SELECTED EXTRACT:
[start]
By trying to lift and stay fit, because I was utilizing the wrong strategies, I was inflicting more harm than good on my body and soul. So, I went back to the bench to work out a new plan.

The first thing I did was move the weight bench out of the basement into my bedroom. Besides being worried about radon, I found that leaving the bench and weights down in the basement allowed me to put it out of my mind. Lesson learned: If you want to do something bad enough, make it something that is difficult to avoid. Make it harder to avoid it than do it.

Another application, if you want to read the Bible more, keep it convenient and on a table or desk where you relax or work. The converse is also true, if you find yourself trapped watching too much television, cancel the All Channels cable package and go Basic. You will watch less television because there is less to watch. Eat too much junk food? Don't buy it and bring it home. Drink too much? Don't keep it around the house or frequent bars.

If you don't pray enough--and who prays enough really--turn off the car radio on your commute and go noise free. I use my thirty minute commute each morning to pray for 15 minutes. The road ahead is a perfect metaphor to ask God to impart a vision for your day and life through what is ahead.  Plus, fellow drivers will think you are nuts if you appear to be talking to yourself and they will be less likely to throw you the bird.
[end]
Point placement records:
[start]
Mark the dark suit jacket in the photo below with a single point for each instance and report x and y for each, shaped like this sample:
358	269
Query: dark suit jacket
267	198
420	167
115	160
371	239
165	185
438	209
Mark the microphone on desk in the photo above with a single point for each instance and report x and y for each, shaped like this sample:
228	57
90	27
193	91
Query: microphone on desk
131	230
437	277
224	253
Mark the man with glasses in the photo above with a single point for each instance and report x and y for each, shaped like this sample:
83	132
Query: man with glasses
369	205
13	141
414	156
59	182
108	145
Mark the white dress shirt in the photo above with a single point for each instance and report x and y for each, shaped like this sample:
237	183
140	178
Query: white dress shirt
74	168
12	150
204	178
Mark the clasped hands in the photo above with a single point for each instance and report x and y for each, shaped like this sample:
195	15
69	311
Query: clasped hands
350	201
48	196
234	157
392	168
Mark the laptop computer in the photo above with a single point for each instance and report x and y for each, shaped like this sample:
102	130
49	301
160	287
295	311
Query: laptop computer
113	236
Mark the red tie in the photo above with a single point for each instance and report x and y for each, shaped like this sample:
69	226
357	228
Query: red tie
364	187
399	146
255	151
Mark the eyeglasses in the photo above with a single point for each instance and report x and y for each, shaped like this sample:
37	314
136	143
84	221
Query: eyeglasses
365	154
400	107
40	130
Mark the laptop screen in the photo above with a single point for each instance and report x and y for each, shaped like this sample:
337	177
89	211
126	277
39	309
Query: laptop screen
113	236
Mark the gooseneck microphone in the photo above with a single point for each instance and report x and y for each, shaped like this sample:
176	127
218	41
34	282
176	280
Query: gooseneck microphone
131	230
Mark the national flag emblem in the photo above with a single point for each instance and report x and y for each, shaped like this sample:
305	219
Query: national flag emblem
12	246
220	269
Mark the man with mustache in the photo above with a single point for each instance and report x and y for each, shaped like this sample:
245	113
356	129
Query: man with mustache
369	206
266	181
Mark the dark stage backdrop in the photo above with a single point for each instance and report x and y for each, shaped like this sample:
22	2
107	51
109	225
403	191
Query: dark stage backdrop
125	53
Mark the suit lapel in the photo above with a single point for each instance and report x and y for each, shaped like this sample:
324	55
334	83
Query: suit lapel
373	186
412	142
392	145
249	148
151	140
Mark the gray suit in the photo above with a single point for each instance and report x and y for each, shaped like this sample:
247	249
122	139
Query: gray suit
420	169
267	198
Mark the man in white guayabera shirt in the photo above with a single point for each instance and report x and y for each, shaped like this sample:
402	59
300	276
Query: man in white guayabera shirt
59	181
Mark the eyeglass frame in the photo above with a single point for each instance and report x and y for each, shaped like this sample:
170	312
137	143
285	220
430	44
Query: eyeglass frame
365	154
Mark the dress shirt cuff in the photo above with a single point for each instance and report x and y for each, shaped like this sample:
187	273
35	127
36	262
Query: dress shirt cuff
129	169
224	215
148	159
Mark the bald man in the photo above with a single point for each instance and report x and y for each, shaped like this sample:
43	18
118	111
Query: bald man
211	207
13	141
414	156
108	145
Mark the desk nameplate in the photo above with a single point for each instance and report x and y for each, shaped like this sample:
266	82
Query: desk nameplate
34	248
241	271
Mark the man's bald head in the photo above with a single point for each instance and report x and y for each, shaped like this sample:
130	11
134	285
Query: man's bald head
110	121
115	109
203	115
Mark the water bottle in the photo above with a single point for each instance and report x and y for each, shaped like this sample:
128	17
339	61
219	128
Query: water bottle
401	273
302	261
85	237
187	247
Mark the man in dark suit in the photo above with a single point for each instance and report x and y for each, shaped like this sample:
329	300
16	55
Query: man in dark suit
[end]
REQUEST A:
According to the essay on building habits, where was the weight bench moved?
REQUEST B:
Rewrite the records, starting at the line that contains "Mark the gray" and running through the end of the records, as a JSON list of strings with one string per line and blank lines left out.

SOLUTION A:
Out of the basement and into the writer's bedroom.

SOLUTION B:
[
  "Mark the gray suit in the photo above with a single point for each instance and report x and y for each, shaped like this sample:",
  "247\t249",
  "122\t139",
  "Query: gray suit",
  "420\t169",
  "267\t198",
  "Mark the man in white guayabera shirt in the photo above with a single point for each instance and report x and y for each, shaped like this sample:",
  "402\t59",
  "300\t276",
  "Query: man in white guayabera shirt",
  "59\t181",
  "Mark the eyeglass frame in the photo above with a single point for each instance and report x and y for each, shaped like this sample:",
  "170\t312",
  "137\t143",
  "285\t220",
  "430\t44",
  "Query: eyeglass frame",
  "365\t154",
  "Mark the dress shirt cuff in the photo above with a single point for each instance and report x and y for each, shaped like this sample:",
  "187\t273",
  "35\t127",
  "36\t262",
  "Query: dress shirt cuff",
  "129\t169",
  "224\t215",
  "148\t159",
  "Mark the bald man in the photo above with a single point for each instance and report x and y for each, shaped like this sample:",
  "43\t18",
  "118\t111",
  "Query: bald man",
  "211\t207",
  "13\t141",
  "414\t156",
  "108\t145",
  "Mark the desk nameplate in the photo above with a single point for each instance and report x and y for each, shaped like this sample:",
  "266\t82",
  "Query: desk nameplate",
  "34\t248",
  "241\t271",
  "Mark the man's bald head in the photo above with a single point for each instance and report x and y for each, shaped like this sample:",
  "130\t11",
  "134\t285",
  "Query: man's bald head",
  "110\t121",
  "115\t109",
  "203\t115",
  "Mark the water bottle in the photo above with a single point for each instance and report x and y for each, shaped like this sample:",
  "128\t17",
  "339\t61",
  "219\t128",
  "Query: water bottle",
  "401\t273",
  "302\t261",
  "85\t237",
  "187\t247",
  "Mark the man in dark suit in the photo above with a single point for each instance and report x and y for each, shaped like this sample:",
  "329\t300",
  "16\t55",
  "Query: man in dark suit"
]